● **Exercise brief**:
A bare number is the only acceptable answer: how many lines of these entries include "gray"?

● **Data to examine**:
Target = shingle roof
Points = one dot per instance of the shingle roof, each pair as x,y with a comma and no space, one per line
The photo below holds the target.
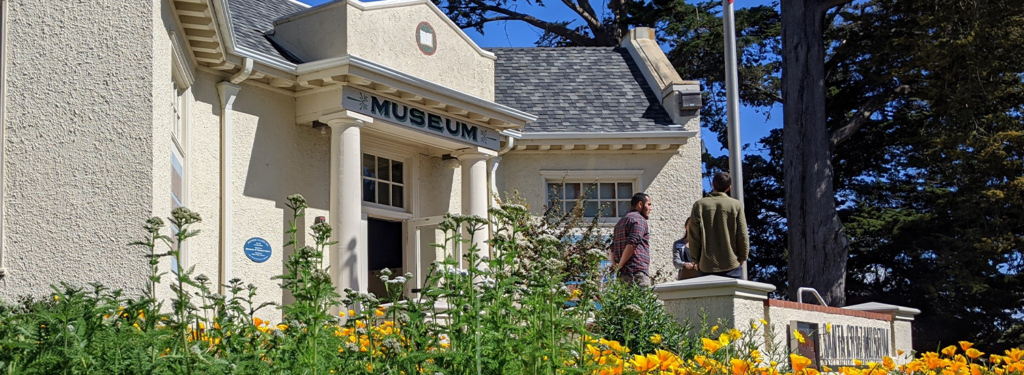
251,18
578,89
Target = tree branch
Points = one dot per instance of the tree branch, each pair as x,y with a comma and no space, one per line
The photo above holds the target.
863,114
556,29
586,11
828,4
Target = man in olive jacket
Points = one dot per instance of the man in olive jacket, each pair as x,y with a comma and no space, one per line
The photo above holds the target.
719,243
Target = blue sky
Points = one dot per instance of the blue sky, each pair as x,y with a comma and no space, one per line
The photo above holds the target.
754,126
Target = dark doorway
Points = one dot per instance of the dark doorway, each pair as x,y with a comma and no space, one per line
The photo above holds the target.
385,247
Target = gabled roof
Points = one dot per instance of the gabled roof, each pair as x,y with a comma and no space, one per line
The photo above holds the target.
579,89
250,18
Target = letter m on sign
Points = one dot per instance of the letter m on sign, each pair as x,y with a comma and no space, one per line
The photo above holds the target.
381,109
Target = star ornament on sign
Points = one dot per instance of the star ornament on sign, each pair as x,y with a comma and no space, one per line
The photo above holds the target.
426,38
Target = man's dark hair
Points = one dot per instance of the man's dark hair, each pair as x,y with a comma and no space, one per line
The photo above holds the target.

* * *

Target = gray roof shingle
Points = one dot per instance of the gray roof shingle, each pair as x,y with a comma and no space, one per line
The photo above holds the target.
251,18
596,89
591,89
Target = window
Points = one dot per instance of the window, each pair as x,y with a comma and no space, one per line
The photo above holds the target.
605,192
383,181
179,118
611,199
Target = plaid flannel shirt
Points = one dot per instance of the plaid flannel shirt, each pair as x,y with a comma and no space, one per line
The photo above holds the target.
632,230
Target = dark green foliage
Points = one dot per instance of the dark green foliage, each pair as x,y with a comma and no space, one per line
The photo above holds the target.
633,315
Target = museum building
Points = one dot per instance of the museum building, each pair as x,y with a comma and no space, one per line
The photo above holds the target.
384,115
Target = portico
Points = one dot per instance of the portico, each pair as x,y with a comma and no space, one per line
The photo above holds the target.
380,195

● **Task output**:
2